Tasks:
(1) Answer these questions about the demo repository page below:
(a) Which port does the serve command use for the app?
(b) Which file holds all 8 test prompts?
(c) Where are the outputs of Tests 1–5 shown?
(2) Extend the demo repository page below, picking up right after its final sentence.

Passage provided:
....

Source code, prompts, and outputs accompanying two YouTube videos.
| Video | Link |
|---|---|
| Gemma 4: 8 Real-World Tests — the demo app, prompts, and model outputs | https://youtu.be/WcdFG1Onj5U |
| LLM Wiki — a living, agent-maintained wiki for any codebase (uses this repo as the demo) | https://youtu.be/J3szwLZ6YfI |
The .agents/ directory contains the portable LLM Wiki package (skills, workflows, rules) that any Antigravity user can drop into their own repo. The wiki/ directory is the generated output. See .agents/README.md for details.
demo-app/
├── .agents/ # Portable LLM Wiki package (skills, workflows, rules)
├── wiki/ # Generated LLM-maintained living documentation
├── index.html # The demo app (single HTML file, no build step)
├── start.command # macOS double-click launcher
├── README.md # This file
├── PROMPTS.md # All 8 test prompts, copy-paste ready
└── outputs/ # Model responses for each test
├── response_test6_multifile.txt
├── response_test7_reasoning.txt # Gemma 31B, thinking OFF
├── response_test7_reasoning_gemmathinking.txt # Gemma 31B, thinking ON
├── response_test7_reasoning_gemini.txt # Gemini 3.1 Pro
├── response_test8_json_26b.txt
└── response_test8_json_31b.txt
Tests 1–5 outputs are shown as screenshots/images in the video. Tests 6–8 full responses are in
outputs/.
Requirements: A Google AI Studio API key (free at aistudio.google.com)
API Key setup:
cp env.txt.example env.txt
# Edit env.txt and replace "your_api_key_here" with your actual keyThe app reads env.txt at startup and pre-fills the API key field. Alternatively, paste your key directly into the key field in the UI. env.txt is gitignored so your key is never committed.
macOS:
# Option 1: Double-click start.command
# Option 2: Terminal
cd demo-app
npx serve . -p 4000
# Open http://localhost:4000Windows / Linux:
cd demo-app
npx serve . -p 4000
# Open http://localhost:4000Enter your API key in the top-right field. Select a model, mode (Text or Image), and optionally enable Thinking Mode.

....

[Object descriptions in free text]
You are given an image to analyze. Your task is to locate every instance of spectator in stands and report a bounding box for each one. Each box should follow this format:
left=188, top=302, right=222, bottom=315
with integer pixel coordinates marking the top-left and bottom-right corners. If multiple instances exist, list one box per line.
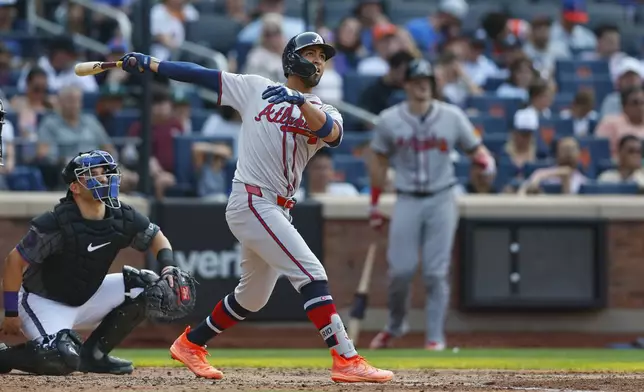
left=579, top=24, right=626, bottom=74
left=559, top=90, right=599, bottom=137
left=96, top=84, right=126, bottom=137
left=192, top=142, right=233, bottom=201
left=405, top=0, right=469, bottom=54
left=595, top=86, right=644, bottom=159
left=150, top=0, right=199, bottom=61
left=37, top=86, right=116, bottom=189
left=353, top=0, right=389, bottom=53
left=597, top=135, right=644, bottom=190
left=332, top=16, right=367, bottom=79
left=18, top=36, right=98, bottom=94
left=238, top=0, right=306, bottom=44
left=523, top=16, right=572, bottom=79
left=496, top=58, right=537, bottom=102
left=298, top=148, right=360, bottom=198
left=358, top=51, right=413, bottom=120
left=11, top=67, right=58, bottom=145
left=503, top=105, right=539, bottom=169
left=201, top=106, right=241, bottom=159
left=518, top=137, right=588, bottom=195
left=436, top=52, right=483, bottom=107
left=599, top=57, right=644, bottom=118
left=456, top=160, right=499, bottom=195
left=0, top=119, right=16, bottom=191
left=358, top=23, right=403, bottom=76
left=550, top=0, right=597, bottom=54
left=244, top=13, right=286, bottom=83
left=461, top=35, right=499, bottom=87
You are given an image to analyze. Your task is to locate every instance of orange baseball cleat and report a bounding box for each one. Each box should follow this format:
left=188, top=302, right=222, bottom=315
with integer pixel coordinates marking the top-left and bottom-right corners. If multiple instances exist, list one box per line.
left=331, top=349, right=394, bottom=383
left=170, top=327, right=224, bottom=380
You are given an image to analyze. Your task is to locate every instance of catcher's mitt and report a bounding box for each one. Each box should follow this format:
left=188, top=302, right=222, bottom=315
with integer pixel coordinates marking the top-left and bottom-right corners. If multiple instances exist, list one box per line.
left=145, top=266, right=197, bottom=321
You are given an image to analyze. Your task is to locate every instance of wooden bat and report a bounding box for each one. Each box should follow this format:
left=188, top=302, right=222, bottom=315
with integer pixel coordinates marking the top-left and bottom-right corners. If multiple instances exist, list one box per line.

....

Responses by item number:
(1)
(a) Port 4000.
(b) PROMPTS.md.
(c) As screenshots/images in the video.

(2)
| Model ID | Type | Notes |
|---|---|---|
gemma-4-31b-it |
Dense | All params active per token |
gemma-4-26b-a4b-it |
MoE | Only 3.8B active per token |
gemini-3.1-pro-preview |
Proprietary | Used for Test 7 comparison |
gemini-3-flash-preview |
Proprietary | Used for hook comparison |
| Test | Description | Result |
|---|---|---|
| 1 | JSON Extraction | ✅ Both models — clean, correct |
| 2 | Single Function Coding | ✅ Both models — working code first try |
| 3 | Simple Reasoning | ✅ Correct step-by-step |
| 4 | OCR & Chart Reading | ✅ Surprise pass — all 72 data points correct |
| 5 | Image Q&A (Architecture) | ✅ Surprise pass — identified SPOF unprompted |
| 6 | Multi-File Code Generation | |
| 7 | Deep Reasoning (Logic Puzzle) | ✅ Surprise pass — found both valid solutions |
| 8 | Complex Nested JSON | ✅ 100% correct, both models |
Tests 4, 5, 7, and 8 were designed expecting Gemma to struggle. It didn't. The video tells the honest story — results updated in real time as we ran each test.
Test 6 caveats (passed, but with code quality issues):
- Pydantic V1/V2 mixed syntax (
class ConfigvsConfigDict) - Deprecated FastAPI
@app.on_event("startup")handler - Simplified auth — username used directly as Bearer token
- These are real-world issues but not correctness failures
See PROMPTS.md for all 8 prompts, copy-paste ready.